◆ **Exercise**: The entire listing below needs to be transcribed word for word.

-*-*-

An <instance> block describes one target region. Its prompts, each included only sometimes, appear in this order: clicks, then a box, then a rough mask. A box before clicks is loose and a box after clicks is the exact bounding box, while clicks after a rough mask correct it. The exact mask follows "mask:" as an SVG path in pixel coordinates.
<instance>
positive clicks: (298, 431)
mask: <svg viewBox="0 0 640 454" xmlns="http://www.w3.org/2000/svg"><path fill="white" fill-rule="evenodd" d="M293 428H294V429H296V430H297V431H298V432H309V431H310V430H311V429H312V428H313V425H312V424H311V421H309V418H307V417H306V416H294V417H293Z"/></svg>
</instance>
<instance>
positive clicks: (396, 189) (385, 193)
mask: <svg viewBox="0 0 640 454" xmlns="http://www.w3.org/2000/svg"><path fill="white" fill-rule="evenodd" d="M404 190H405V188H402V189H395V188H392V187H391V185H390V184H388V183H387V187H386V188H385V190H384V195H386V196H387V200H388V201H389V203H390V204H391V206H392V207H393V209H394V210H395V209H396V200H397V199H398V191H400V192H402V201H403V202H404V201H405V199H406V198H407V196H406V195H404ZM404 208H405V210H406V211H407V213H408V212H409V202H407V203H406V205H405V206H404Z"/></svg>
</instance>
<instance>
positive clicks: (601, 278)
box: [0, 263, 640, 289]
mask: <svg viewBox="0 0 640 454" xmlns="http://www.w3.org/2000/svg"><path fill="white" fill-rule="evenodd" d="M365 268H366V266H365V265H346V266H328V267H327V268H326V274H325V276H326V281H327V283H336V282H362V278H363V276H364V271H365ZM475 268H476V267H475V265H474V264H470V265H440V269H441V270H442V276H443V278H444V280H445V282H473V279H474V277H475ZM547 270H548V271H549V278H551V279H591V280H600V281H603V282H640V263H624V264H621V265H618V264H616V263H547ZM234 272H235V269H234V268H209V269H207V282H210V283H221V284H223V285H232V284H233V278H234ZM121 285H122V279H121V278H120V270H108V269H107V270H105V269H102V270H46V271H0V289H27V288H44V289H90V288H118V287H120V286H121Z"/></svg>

-*-*-

◆ **Answer below**:
An <instance> block describes one target region. Its prompts, each included only sometimes, appear in this order: clicks, then a box, then a rough mask. A box before clicks is loose and a box after clicks is the exact bounding box, while clicks after a rough mask correct it. The exact mask follows "mask:" as an SVG path in pixel coordinates.
<instance>
positive clicks: (298, 431)
mask: <svg viewBox="0 0 640 454" xmlns="http://www.w3.org/2000/svg"><path fill="white" fill-rule="evenodd" d="M293 428H294V429H296V430H297V431H298V432H309V431H310V430H311V429H312V428H313V425H312V424H311V421H309V418H307V417H306V416H294V417H293Z"/></svg>
</instance>
<instance>
positive clicks: (396, 189) (385, 193)
mask: <svg viewBox="0 0 640 454" xmlns="http://www.w3.org/2000/svg"><path fill="white" fill-rule="evenodd" d="M404 190H405V188H402V189H395V188H392V187H391V185H390V184H388V183H387V187H386V188H385V190H384V195H386V196H387V200H388V201H389V203H390V204H391V206H392V207H393V209H394V210H395V209H396V200H397V199H398V191H400V192H402V201H403V202H404V201H405V199H406V198H407V196H406V195H404ZM404 208H405V210H406V211H407V213H408V212H409V202H407V203H406V205H405V206H404Z"/></svg>
</instance>
<instance>
positive clicks: (601, 278)
box: [0, 263, 640, 289]
mask: <svg viewBox="0 0 640 454" xmlns="http://www.w3.org/2000/svg"><path fill="white" fill-rule="evenodd" d="M365 268H366V266H365V265H346V266H328V267H327V268H326V274H325V276H326V281H327V283H336V282H362V278H363V276H364V271H365ZM475 268H476V267H475V265H474V264H470V265H440V269H441V270H442V276H443V278H444V280H445V282H473V279H474V277H475ZM547 270H548V271H549V278H551V279H591V280H600V281H603V282H640V263H624V264H621V265H618V264H616V263H547ZM234 272H235V269H234V268H209V269H207V282H210V283H221V284H223V285H232V284H233V278H234ZM121 285H122V279H121V278H120V270H108V269H107V270H105V269H102V270H46V271H0V289H27V288H44V289H90V288H118V287H120V286H121Z"/></svg>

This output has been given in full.